Data listing
——

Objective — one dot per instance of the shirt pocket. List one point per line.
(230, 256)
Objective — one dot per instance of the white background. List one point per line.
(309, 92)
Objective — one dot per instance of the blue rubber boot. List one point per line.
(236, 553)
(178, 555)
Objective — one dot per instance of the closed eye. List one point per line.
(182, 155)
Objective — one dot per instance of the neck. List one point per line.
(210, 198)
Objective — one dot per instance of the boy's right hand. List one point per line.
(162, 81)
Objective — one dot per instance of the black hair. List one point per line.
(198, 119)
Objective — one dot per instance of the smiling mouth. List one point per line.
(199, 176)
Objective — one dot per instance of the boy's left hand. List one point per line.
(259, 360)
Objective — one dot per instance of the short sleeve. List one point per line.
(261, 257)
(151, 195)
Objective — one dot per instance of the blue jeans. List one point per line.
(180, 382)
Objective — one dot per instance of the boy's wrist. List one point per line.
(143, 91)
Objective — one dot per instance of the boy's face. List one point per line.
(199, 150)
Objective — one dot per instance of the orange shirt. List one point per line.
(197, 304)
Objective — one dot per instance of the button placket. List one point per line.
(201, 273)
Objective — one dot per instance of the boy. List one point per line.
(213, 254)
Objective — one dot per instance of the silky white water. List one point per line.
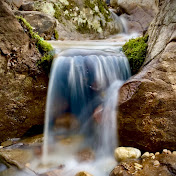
(82, 81)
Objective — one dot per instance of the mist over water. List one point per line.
(81, 109)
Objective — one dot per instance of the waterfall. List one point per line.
(81, 81)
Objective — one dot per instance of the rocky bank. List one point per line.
(22, 85)
(147, 106)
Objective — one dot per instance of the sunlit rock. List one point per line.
(85, 155)
(124, 153)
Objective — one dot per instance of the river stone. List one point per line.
(83, 173)
(138, 14)
(147, 105)
(22, 84)
(162, 164)
(17, 157)
(124, 153)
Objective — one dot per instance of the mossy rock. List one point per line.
(135, 50)
(43, 46)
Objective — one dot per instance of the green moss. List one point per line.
(43, 46)
(84, 28)
(135, 50)
(56, 34)
(58, 12)
(89, 4)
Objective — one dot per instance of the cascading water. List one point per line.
(83, 82)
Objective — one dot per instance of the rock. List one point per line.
(22, 84)
(43, 24)
(79, 20)
(148, 5)
(164, 164)
(139, 14)
(85, 155)
(83, 173)
(124, 153)
(147, 105)
(29, 6)
(66, 121)
(17, 157)
(17, 3)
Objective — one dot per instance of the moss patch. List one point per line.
(135, 50)
(43, 46)
(56, 35)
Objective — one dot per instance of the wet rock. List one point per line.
(15, 3)
(37, 139)
(43, 24)
(139, 14)
(125, 153)
(78, 20)
(83, 173)
(147, 105)
(29, 6)
(163, 164)
(18, 3)
(66, 121)
(85, 155)
(17, 157)
(22, 84)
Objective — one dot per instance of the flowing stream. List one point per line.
(81, 108)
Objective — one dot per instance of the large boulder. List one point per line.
(138, 14)
(42, 23)
(22, 84)
(79, 20)
(152, 165)
(147, 106)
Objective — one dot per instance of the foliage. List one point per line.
(58, 13)
(135, 50)
(56, 35)
(43, 46)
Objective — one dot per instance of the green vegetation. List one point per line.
(135, 50)
(102, 8)
(43, 46)
(58, 13)
(56, 35)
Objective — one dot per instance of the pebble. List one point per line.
(157, 153)
(145, 155)
(83, 173)
(167, 151)
(174, 152)
(153, 157)
(137, 166)
(151, 154)
(124, 153)
(156, 163)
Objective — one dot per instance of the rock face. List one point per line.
(138, 14)
(124, 153)
(153, 165)
(147, 107)
(22, 84)
(78, 20)
(43, 24)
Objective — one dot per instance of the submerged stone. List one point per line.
(125, 153)
(83, 173)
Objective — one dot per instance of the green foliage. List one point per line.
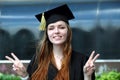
(112, 75)
(8, 77)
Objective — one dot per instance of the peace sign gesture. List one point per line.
(89, 67)
(18, 66)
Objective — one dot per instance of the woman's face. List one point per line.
(57, 32)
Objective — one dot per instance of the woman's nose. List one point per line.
(56, 30)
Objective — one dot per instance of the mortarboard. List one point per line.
(59, 13)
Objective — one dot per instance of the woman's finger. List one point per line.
(91, 56)
(94, 59)
(14, 56)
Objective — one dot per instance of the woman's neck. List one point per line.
(58, 55)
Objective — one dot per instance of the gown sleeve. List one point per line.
(32, 66)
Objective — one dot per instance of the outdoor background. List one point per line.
(96, 26)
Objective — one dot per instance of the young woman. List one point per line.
(54, 58)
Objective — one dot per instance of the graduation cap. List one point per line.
(59, 13)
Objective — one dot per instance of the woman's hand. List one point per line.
(89, 67)
(18, 66)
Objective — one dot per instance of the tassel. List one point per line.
(42, 26)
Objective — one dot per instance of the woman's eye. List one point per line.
(51, 28)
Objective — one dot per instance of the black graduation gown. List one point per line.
(77, 62)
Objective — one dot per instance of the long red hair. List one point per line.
(43, 58)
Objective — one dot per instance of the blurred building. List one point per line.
(96, 26)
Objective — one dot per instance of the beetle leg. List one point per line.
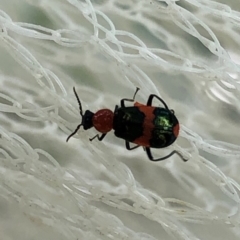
(149, 102)
(100, 138)
(128, 146)
(129, 100)
(149, 154)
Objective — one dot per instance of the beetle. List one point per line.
(145, 125)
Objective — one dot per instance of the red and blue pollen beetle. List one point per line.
(144, 125)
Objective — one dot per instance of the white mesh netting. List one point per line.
(187, 52)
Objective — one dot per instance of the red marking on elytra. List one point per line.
(103, 120)
(176, 130)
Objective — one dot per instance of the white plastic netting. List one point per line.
(187, 52)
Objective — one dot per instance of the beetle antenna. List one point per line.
(81, 113)
(74, 132)
(79, 102)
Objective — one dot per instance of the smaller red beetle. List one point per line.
(144, 125)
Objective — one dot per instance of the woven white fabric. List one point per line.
(187, 52)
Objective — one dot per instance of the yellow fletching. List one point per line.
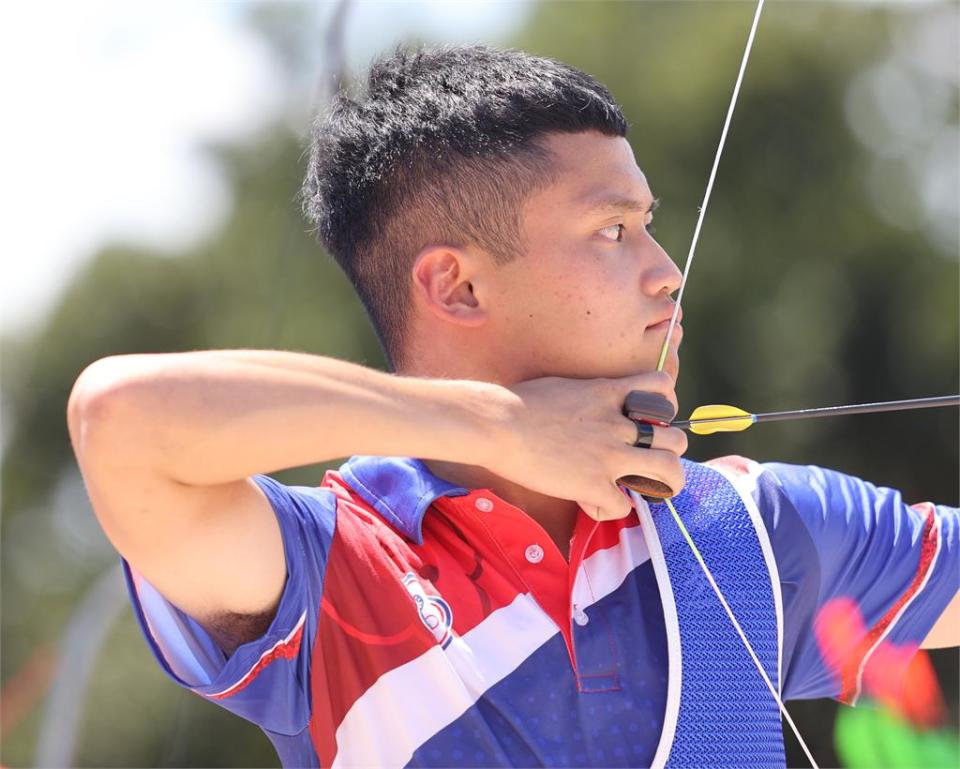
(702, 420)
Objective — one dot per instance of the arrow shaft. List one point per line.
(832, 411)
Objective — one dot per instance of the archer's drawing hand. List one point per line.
(568, 438)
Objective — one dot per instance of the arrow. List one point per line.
(707, 420)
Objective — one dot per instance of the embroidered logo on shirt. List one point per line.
(435, 613)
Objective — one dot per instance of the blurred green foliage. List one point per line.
(810, 288)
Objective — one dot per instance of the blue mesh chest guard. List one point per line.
(719, 711)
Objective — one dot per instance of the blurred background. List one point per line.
(152, 161)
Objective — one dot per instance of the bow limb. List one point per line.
(662, 362)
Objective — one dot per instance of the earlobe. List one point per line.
(444, 283)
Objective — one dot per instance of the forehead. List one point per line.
(595, 172)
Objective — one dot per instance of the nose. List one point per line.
(661, 275)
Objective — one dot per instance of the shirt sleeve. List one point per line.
(267, 680)
(835, 536)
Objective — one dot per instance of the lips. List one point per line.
(664, 323)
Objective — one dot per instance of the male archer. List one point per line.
(472, 587)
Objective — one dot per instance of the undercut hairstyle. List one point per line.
(442, 147)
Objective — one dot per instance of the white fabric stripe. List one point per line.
(281, 642)
(405, 714)
(899, 614)
(605, 570)
(747, 489)
(672, 624)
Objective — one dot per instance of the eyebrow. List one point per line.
(603, 205)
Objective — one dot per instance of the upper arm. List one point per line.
(846, 548)
(215, 551)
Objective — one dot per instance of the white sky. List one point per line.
(107, 102)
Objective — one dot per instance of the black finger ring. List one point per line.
(644, 435)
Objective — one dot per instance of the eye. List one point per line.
(620, 229)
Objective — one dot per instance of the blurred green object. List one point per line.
(869, 737)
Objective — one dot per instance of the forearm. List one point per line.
(215, 416)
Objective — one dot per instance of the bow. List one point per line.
(716, 418)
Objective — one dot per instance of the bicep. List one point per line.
(215, 551)
(946, 633)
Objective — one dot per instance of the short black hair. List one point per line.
(441, 147)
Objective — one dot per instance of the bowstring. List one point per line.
(662, 361)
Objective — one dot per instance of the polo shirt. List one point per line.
(426, 624)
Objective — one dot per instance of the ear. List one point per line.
(446, 282)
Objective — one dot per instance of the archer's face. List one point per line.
(591, 297)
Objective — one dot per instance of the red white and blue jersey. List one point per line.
(425, 624)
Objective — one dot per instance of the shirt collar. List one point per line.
(399, 488)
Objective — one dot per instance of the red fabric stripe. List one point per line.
(858, 658)
(287, 650)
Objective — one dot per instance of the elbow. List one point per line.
(91, 401)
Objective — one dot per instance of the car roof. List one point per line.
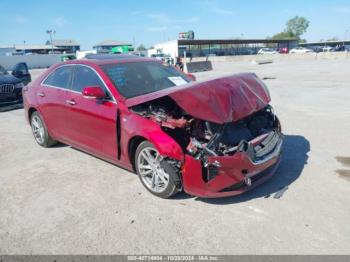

——

◆ Exercise requirements:
Add 78 to each coordinate in the answers, then write out every line again, including those without answers, between the line holding "Objective — one dot per instance of the bowstring." and the end of the data listing, inclusive. Leave the pictures out.

◆ Answer to the problem:
Objective — one dot per instance of the bowstring. List one point per line.
(740, 439)
Objective — one dot per instance of the polo shirt. List one point per line.
(504, 702)
Objective — one dot per instance of the ear. List one point per line.
(524, 360)
Objective — one dot per instance of the archer's face. List one point per line.
(669, 375)
Objective — one dot per instance of the red white and blue jersey. List one point per line.
(503, 702)
Objective — one dot per instance of the shirt collar. List one point per line.
(477, 566)
Objective — one dot per instance of the red fabric stripe. List one point per line.
(936, 736)
(365, 728)
Objective — one dot per instance of the elbow. List one point per line.
(169, 479)
Objective — one dot per instance of the car roof. List one point per line.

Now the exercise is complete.